# Reading text
----------

A few x86 instructions like ROUNDSS require this seemingly obscure instruction operand encoding, on which I can't find any documentation or definition in Intel's Software Developer's Manual.
How are the bits of this encoding used? I put 66 0f 3a 0b c0 0c
(roundsd xmm0,xmm0,0xc
) into a dissembler and varied the bits to gain a better understanding, but could only access half the XMM registers.
I'm also unclear on the meaning of
128-bit Legacy SSE version: The first source operand and the destination operand are the same.
as e. g. 66 0f 3a 0b c1 0c
is disassembled without warning/error to roundsd xmm0,xmm1,0xc
.
The encoding is as follows:
66 0F 3A 0A /r ib
The opcode is 0A
in the 0F 3A
opcode plane. A mandatory 66
prefix must be supplied. The opcode is followed by a modr/m byte (/r
) encoding the first operand in the R field and the second operand in the R/M field. The instruction is followed by an 8 bit immediate (ib
) encoding the third operand.

----------

# Task description
From the x86 encoding thread above, write out word for word the stretch starting at "How are the" and ending at "the XMM registers.".

# Listed entries
----------

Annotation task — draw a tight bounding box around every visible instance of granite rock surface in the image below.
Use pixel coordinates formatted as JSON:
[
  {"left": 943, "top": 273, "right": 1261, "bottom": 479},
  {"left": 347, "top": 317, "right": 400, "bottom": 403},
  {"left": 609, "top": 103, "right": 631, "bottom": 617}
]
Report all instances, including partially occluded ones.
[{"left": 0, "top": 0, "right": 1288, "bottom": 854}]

----------

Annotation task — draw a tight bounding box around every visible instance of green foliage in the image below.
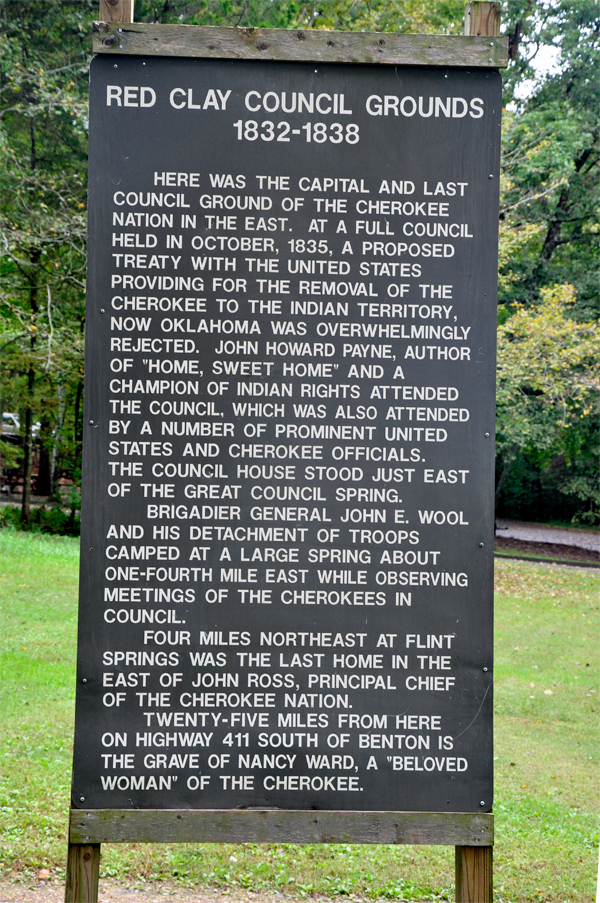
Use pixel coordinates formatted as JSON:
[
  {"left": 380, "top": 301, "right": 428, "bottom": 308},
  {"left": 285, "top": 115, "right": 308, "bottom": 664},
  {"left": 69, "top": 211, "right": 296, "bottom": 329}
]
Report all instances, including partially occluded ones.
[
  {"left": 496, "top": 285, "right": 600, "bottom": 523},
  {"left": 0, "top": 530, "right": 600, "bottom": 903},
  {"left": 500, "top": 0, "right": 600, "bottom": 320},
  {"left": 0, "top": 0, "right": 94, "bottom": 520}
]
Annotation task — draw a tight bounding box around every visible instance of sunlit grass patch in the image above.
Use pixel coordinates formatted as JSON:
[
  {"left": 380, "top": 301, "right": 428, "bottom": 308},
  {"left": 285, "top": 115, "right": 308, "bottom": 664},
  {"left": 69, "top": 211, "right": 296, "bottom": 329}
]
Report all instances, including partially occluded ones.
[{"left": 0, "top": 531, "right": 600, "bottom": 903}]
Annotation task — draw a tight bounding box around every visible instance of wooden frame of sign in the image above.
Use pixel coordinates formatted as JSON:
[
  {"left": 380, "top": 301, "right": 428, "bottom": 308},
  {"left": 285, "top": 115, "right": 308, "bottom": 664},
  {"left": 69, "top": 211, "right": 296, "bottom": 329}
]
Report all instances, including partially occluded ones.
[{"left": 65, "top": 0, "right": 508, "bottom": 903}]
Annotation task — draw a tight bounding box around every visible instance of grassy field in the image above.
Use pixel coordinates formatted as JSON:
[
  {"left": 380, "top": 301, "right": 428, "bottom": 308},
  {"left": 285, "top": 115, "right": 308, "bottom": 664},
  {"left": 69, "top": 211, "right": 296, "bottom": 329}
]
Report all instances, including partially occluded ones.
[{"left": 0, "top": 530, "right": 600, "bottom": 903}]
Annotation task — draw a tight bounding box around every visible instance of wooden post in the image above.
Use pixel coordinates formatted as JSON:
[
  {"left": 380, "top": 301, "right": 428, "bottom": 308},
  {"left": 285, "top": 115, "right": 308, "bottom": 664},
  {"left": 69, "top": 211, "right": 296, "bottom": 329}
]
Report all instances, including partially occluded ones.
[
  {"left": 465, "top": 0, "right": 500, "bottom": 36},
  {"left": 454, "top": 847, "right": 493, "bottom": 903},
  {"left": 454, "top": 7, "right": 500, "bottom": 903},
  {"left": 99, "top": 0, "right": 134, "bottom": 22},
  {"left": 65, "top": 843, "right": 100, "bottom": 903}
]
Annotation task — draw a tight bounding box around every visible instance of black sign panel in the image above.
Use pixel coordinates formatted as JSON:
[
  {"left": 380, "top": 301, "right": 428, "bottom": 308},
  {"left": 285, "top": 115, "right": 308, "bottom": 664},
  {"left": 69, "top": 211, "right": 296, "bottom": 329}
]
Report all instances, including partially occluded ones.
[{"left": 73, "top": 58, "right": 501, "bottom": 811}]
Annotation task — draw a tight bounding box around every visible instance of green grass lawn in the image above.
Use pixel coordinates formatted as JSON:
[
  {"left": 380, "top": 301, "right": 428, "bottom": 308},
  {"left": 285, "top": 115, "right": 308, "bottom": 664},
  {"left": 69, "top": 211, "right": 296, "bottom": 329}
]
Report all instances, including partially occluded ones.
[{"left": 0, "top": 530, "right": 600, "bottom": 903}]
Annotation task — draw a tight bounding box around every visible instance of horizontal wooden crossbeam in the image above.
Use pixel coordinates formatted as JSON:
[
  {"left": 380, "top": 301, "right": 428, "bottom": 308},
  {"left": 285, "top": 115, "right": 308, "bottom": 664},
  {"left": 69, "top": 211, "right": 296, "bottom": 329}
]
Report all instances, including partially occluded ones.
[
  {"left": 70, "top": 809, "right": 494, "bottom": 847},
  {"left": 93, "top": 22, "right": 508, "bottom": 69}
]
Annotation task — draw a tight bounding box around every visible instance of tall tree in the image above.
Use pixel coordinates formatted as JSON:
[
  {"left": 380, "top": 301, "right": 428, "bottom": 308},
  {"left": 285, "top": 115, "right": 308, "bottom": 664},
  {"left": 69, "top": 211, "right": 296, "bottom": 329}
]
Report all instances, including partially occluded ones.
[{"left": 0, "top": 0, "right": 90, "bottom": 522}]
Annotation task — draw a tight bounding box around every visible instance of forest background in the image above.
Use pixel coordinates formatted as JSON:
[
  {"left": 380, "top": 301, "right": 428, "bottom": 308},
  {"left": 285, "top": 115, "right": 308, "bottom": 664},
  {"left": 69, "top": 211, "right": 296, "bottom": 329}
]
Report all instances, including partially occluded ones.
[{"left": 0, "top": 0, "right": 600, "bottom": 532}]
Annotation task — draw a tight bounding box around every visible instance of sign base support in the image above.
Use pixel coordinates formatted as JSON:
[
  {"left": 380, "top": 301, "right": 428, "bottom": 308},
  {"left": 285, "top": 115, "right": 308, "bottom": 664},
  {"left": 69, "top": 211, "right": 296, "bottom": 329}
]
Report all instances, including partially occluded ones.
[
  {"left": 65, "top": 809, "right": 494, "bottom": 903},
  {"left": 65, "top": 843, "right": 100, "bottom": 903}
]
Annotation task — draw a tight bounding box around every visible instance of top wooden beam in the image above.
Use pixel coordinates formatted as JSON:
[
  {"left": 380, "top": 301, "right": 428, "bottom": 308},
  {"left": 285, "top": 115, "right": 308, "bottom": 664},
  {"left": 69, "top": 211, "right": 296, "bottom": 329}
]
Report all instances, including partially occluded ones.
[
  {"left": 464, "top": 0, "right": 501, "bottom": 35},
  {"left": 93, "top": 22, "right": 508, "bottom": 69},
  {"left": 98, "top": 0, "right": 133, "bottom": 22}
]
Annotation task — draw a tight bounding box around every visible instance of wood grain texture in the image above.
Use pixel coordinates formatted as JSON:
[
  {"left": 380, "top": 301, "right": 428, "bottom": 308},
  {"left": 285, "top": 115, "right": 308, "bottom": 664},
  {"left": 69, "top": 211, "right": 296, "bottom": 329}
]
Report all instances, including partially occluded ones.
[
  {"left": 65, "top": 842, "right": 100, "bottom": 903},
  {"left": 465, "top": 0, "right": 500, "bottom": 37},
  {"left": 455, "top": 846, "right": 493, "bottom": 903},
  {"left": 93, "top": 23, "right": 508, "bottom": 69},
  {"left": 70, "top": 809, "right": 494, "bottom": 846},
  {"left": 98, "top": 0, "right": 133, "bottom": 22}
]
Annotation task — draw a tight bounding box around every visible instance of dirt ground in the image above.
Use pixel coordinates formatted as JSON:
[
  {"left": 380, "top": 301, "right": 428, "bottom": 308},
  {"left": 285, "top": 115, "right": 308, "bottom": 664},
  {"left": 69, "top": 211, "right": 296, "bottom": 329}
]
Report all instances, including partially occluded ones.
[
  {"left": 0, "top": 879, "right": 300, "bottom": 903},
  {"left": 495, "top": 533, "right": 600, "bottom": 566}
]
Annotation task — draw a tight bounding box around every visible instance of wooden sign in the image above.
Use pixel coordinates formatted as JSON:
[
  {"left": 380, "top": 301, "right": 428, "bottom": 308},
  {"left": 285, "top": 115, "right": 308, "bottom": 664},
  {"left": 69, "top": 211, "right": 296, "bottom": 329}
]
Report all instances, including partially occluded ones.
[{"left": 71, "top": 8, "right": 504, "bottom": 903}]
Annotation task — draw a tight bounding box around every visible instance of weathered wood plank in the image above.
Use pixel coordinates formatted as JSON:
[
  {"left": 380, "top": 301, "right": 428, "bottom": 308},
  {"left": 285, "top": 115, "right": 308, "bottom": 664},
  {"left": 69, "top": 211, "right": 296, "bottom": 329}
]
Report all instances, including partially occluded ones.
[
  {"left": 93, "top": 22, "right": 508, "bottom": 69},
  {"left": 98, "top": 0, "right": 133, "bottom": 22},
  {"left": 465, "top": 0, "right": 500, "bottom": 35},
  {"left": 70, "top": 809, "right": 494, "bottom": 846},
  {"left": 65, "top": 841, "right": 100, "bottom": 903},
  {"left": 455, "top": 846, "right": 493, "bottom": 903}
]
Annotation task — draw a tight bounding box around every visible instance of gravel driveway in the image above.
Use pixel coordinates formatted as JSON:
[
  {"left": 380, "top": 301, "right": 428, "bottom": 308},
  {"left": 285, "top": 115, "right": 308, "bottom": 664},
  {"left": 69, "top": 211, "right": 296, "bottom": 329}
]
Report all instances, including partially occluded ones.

----------

# Exercise answer
How are the bits of this encoding used? I put 66 0f 3a 0b c0 0c
(roundsd xmm0,xmm0,0xc
) into a dissembler and varied the bits to gain a better understanding, but could only access half the XMM registers.